» **PROBLEM REQUIREMENTS**: Find the line that contains "Doubt it, but someone swears the green equipment" in the entries below. Output it and each later line exactly, and nothing else.

» **ROWS**:
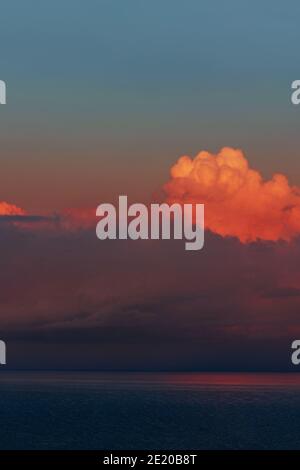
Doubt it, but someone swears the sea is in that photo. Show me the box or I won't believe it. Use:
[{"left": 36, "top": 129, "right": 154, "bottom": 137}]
[{"left": 0, "top": 371, "right": 300, "bottom": 450}]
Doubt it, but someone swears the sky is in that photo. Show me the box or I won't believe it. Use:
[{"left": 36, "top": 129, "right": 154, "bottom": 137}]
[{"left": 0, "top": 0, "right": 300, "bottom": 370}]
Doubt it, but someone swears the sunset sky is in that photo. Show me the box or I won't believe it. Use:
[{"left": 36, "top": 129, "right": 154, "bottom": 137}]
[{"left": 0, "top": 0, "right": 300, "bottom": 370}]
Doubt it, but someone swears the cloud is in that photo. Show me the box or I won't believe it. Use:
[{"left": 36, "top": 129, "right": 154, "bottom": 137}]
[
  {"left": 0, "top": 201, "right": 25, "bottom": 216},
  {"left": 164, "top": 147, "right": 300, "bottom": 243}
]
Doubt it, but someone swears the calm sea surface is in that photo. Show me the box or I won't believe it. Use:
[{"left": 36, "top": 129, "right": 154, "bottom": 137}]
[{"left": 0, "top": 371, "right": 300, "bottom": 450}]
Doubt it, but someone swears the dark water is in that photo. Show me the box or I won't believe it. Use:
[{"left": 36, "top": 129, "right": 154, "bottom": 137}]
[{"left": 0, "top": 371, "right": 300, "bottom": 450}]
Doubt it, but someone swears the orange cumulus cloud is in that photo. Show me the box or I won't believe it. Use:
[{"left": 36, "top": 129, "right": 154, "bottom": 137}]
[
  {"left": 164, "top": 147, "right": 300, "bottom": 243},
  {"left": 0, "top": 201, "right": 25, "bottom": 216}
]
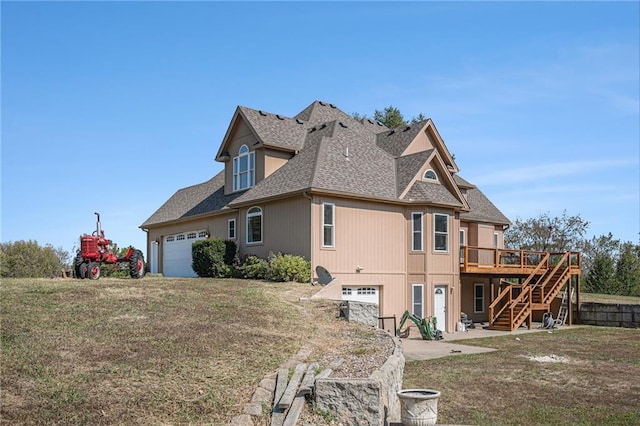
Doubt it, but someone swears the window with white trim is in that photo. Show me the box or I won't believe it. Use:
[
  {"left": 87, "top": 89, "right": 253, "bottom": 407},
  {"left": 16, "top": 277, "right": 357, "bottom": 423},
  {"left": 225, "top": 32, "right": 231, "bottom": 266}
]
[
  {"left": 422, "top": 169, "right": 438, "bottom": 182},
  {"left": 411, "top": 284, "right": 424, "bottom": 318},
  {"left": 227, "top": 219, "right": 236, "bottom": 240},
  {"left": 322, "top": 203, "right": 336, "bottom": 247},
  {"left": 433, "top": 213, "right": 449, "bottom": 252},
  {"left": 411, "top": 212, "right": 422, "bottom": 251},
  {"left": 247, "top": 207, "right": 262, "bottom": 244},
  {"left": 473, "top": 284, "right": 484, "bottom": 313},
  {"left": 233, "top": 145, "right": 256, "bottom": 191}
]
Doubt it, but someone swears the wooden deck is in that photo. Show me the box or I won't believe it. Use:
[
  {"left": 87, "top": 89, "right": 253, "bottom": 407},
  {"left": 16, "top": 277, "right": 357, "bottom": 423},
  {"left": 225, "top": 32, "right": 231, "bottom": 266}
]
[{"left": 460, "top": 246, "right": 581, "bottom": 277}]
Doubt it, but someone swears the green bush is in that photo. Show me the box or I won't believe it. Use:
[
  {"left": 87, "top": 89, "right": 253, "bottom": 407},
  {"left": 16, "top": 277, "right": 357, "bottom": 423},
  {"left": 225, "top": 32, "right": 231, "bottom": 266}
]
[
  {"left": 267, "top": 253, "right": 311, "bottom": 283},
  {"left": 191, "top": 238, "right": 231, "bottom": 278},
  {"left": 236, "top": 254, "right": 269, "bottom": 280}
]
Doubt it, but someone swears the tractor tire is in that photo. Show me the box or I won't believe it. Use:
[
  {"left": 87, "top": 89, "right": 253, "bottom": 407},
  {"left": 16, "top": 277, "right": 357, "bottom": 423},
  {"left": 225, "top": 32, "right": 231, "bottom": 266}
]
[
  {"left": 129, "top": 250, "right": 147, "bottom": 279},
  {"left": 73, "top": 255, "right": 86, "bottom": 279},
  {"left": 78, "top": 262, "right": 89, "bottom": 280},
  {"left": 87, "top": 262, "right": 100, "bottom": 280}
]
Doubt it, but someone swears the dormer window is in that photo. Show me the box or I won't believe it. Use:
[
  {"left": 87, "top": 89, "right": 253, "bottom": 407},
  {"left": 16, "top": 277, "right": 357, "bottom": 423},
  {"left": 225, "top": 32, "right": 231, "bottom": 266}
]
[
  {"left": 233, "top": 145, "right": 256, "bottom": 191},
  {"left": 422, "top": 169, "right": 438, "bottom": 182}
]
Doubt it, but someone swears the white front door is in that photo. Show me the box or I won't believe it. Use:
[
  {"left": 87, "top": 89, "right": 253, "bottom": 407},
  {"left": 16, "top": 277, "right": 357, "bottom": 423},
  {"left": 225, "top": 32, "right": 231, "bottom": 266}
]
[{"left": 433, "top": 285, "right": 447, "bottom": 331}]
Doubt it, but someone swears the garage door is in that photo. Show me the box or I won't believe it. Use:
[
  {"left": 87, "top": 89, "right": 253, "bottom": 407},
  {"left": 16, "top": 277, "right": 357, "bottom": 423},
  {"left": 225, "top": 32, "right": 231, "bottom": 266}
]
[
  {"left": 162, "top": 231, "right": 207, "bottom": 277},
  {"left": 342, "top": 286, "right": 380, "bottom": 305}
]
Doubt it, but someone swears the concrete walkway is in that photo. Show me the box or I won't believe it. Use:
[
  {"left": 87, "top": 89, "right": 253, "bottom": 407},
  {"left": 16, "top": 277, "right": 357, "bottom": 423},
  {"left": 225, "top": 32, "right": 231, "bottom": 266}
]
[{"left": 400, "top": 324, "right": 547, "bottom": 361}]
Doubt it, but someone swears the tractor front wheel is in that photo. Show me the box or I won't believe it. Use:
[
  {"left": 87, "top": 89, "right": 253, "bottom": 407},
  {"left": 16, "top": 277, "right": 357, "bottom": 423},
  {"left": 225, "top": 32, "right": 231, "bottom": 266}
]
[
  {"left": 87, "top": 262, "right": 100, "bottom": 280},
  {"left": 129, "top": 250, "right": 145, "bottom": 278},
  {"left": 73, "top": 254, "right": 87, "bottom": 279}
]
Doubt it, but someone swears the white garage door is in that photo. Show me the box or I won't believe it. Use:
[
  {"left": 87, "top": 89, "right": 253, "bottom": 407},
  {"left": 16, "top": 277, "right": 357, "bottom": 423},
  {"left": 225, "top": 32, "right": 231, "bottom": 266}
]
[
  {"left": 162, "top": 231, "right": 207, "bottom": 277},
  {"left": 342, "top": 286, "right": 380, "bottom": 305}
]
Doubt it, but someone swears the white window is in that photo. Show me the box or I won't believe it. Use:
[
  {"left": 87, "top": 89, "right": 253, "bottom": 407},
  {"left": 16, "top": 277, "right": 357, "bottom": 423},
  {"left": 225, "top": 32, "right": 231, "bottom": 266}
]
[
  {"left": 473, "top": 284, "right": 484, "bottom": 313},
  {"left": 322, "top": 203, "right": 336, "bottom": 247},
  {"left": 411, "top": 212, "right": 422, "bottom": 251},
  {"left": 423, "top": 169, "right": 438, "bottom": 182},
  {"left": 247, "top": 207, "right": 262, "bottom": 244},
  {"left": 233, "top": 145, "right": 256, "bottom": 191},
  {"left": 433, "top": 213, "right": 449, "bottom": 252},
  {"left": 411, "top": 284, "right": 424, "bottom": 318},
  {"left": 227, "top": 219, "right": 236, "bottom": 240}
]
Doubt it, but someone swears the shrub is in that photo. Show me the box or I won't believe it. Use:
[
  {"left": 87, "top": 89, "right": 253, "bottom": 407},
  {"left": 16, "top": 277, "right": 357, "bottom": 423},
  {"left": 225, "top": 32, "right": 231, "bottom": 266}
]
[
  {"left": 237, "top": 254, "right": 269, "bottom": 280},
  {"left": 191, "top": 238, "right": 231, "bottom": 278},
  {"left": 267, "top": 253, "right": 311, "bottom": 283}
]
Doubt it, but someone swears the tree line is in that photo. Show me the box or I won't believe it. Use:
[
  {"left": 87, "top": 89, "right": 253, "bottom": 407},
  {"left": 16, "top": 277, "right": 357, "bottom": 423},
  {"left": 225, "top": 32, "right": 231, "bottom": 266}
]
[{"left": 504, "top": 211, "right": 640, "bottom": 296}]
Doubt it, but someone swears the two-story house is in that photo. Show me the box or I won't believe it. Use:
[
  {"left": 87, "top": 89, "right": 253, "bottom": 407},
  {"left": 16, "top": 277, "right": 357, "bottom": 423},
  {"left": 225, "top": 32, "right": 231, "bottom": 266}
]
[{"left": 141, "top": 101, "right": 580, "bottom": 332}]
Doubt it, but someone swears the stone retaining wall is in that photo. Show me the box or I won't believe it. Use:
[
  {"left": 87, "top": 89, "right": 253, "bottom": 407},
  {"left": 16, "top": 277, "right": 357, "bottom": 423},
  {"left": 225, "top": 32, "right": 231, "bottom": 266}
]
[
  {"left": 580, "top": 303, "right": 640, "bottom": 328},
  {"left": 315, "top": 337, "right": 404, "bottom": 426}
]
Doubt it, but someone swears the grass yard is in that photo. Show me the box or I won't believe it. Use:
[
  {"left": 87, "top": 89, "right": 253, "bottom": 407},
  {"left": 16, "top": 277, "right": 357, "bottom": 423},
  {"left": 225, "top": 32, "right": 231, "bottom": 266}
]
[
  {"left": 0, "top": 277, "right": 320, "bottom": 425},
  {"left": 403, "top": 326, "right": 640, "bottom": 425}
]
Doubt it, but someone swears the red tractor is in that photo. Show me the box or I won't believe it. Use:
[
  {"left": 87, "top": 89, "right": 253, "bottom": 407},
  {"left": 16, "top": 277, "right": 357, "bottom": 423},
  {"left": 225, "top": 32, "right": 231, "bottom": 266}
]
[{"left": 73, "top": 213, "right": 145, "bottom": 280}]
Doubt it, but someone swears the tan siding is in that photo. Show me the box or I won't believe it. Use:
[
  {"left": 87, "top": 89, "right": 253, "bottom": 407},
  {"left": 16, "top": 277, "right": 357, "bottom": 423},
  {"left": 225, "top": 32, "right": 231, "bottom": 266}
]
[
  {"left": 263, "top": 150, "right": 291, "bottom": 178},
  {"left": 238, "top": 196, "right": 311, "bottom": 259},
  {"left": 402, "top": 132, "right": 434, "bottom": 155},
  {"left": 224, "top": 120, "right": 256, "bottom": 194},
  {"left": 146, "top": 212, "right": 236, "bottom": 273}
]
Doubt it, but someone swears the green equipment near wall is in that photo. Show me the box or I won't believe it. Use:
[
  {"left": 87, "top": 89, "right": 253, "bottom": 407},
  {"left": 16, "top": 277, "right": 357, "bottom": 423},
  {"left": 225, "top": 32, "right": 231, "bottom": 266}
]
[{"left": 398, "top": 311, "right": 442, "bottom": 340}]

» **SOLVED EXERCISE**:
Doubt it, but someone swears the green equipment near wall is in that photo. Show me the box or I won't believe it. Use:
[
  {"left": 87, "top": 89, "right": 253, "bottom": 407},
  {"left": 16, "top": 277, "right": 357, "bottom": 423},
  {"left": 225, "top": 32, "right": 231, "bottom": 266}
]
[{"left": 398, "top": 311, "right": 442, "bottom": 340}]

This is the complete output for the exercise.